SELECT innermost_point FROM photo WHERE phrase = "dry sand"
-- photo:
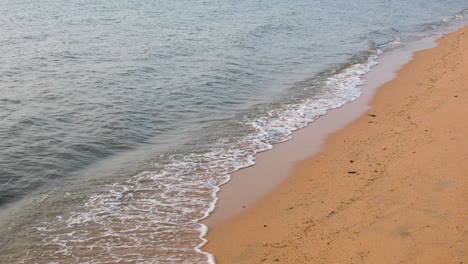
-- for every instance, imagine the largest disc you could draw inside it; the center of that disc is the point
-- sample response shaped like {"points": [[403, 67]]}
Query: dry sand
{"points": [[390, 188]]}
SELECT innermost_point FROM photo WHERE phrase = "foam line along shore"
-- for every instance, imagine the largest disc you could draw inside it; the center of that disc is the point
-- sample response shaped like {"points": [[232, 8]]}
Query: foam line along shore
{"points": [[390, 187]]}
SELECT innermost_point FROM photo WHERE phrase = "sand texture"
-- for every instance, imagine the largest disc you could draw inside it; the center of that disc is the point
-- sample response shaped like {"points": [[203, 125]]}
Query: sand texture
{"points": [[390, 188]]}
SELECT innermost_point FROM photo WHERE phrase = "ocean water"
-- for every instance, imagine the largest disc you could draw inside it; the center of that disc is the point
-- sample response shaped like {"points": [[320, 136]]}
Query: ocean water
{"points": [[120, 119]]}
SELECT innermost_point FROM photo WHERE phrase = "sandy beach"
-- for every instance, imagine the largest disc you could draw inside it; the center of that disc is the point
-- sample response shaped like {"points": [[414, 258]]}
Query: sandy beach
{"points": [[391, 187]]}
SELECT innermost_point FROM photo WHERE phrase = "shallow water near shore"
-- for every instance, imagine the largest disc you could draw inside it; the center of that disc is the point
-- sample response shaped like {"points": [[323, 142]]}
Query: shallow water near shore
{"points": [[121, 120]]}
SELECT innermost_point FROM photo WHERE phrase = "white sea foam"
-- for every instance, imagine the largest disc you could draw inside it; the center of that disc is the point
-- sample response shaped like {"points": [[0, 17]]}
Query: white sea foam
{"points": [[154, 216]]}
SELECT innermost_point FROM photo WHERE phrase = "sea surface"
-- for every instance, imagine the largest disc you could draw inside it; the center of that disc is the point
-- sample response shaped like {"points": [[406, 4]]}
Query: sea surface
{"points": [[120, 119]]}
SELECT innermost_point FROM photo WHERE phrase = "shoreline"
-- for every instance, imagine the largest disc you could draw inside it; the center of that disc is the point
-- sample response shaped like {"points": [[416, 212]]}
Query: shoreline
{"points": [[335, 205]]}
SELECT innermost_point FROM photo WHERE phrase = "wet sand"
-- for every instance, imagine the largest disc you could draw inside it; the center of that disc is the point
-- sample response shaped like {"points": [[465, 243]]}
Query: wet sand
{"points": [[392, 187]]}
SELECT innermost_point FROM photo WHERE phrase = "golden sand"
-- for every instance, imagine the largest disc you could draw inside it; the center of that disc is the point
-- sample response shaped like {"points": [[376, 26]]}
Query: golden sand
{"points": [[390, 188]]}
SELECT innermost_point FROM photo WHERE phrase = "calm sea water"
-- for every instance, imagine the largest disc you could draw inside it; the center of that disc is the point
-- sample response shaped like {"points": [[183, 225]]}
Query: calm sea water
{"points": [[120, 119]]}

=-=-=

Work to do
Reproduce each line of the records exactly, and omit every picture.

Answer for this exercise
SELECT innermost_point FROM photo WHERE phrase = "dry sand"
-- photo:
-- for every instance, imagine the largest disc you could draw inside it; the center of that disc is the point
-- sample response shaped like {"points": [[403, 67]]}
Query: dry sand
{"points": [[390, 188]]}
SELECT innermost_point FROM photo WHERE phrase = "foam line along shore"
-- for every instance, imagine the largest disc you could draw inside it; the center of that disc is the point
-- sample response shaped like {"points": [[232, 8]]}
Query: foam line along shore
{"points": [[390, 187]]}
SELECT innermost_point FROM photo WHERE phrase = "sand texture"
-- for every instance, imagine the largest disc you could draw inside it; the center of that disc is the point
-- sample response shaped like {"points": [[203, 125]]}
Query: sand texture
{"points": [[390, 188]]}
SELECT innermost_point FROM photo WHERE phrase = "ocean water"
-- for every instance, imagine the largest disc you could draw inside it; the center of that disc is the point
-- sample response shaped like {"points": [[320, 136]]}
Query: ocean water
{"points": [[120, 119]]}
SELECT innermost_point FROM photo WHERE phrase = "sandy beach"
-- for every instance, imagine the largest disc you could draw inside it; the center of that disc is the point
-- sample response shaped like {"points": [[414, 258]]}
Query: sandy beach
{"points": [[391, 187]]}
SELECT innermost_point FROM photo WHERE phrase = "shallow water near shore"
-- for every instance, imagine the largest disc you could draw inside it; the center of that disc is the point
-- sample response shaped like {"points": [[323, 142]]}
Query: shallow water near shore
{"points": [[121, 120]]}
SELECT innermost_point FROM photo WHERE phrase = "white sea foam"
-- for every instance, imagine the largest disc you could draw inside it; the center of that disc is the point
-- sample response shaped like {"points": [[0, 17]]}
Query: white sea foam
{"points": [[154, 216]]}
SELECT innermost_point FROM photo WHERE phrase = "sea surface"
-- for every instance, imagine the largest disc you could draw inside it; the center of that disc is the point
-- sample response shaped like {"points": [[406, 4]]}
Query: sea surface
{"points": [[120, 119]]}
SELECT innermost_point FROM photo WHERE phrase = "shoreline"
-- for every instance, imagine the largest disc you could draw inside it; the center of that disc is the point
-- sample response shaped like {"points": [[416, 212]]}
Query: shoreline
{"points": [[335, 205]]}
SELECT innermost_point FROM photo WHERE phrase = "wet sand"
-- for every instance, imagine the largest disc you could draw inside it; the center of that disc is the point
-- sample response shaped like {"points": [[465, 243]]}
Query: wet sand
{"points": [[392, 187]]}
SELECT innermost_point FROM photo WHERE phrase = "golden sand"
-- for every instance, imagine the largest disc you could draw inside it; the center of that disc is the point
-- sample response shaped like {"points": [[376, 26]]}
Query: golden sand
{"points": [[390, 188]]}
SELECT innermost_point FROM photo WHERE phrase = "calm sea water"
-- for every instance, imagine the largest disc you could draw inside it; the center of that disc is the point
-- sample response shaped like {"points": [[183, 225]]}
Query: calm sea water
{"points": [[120, 119]]}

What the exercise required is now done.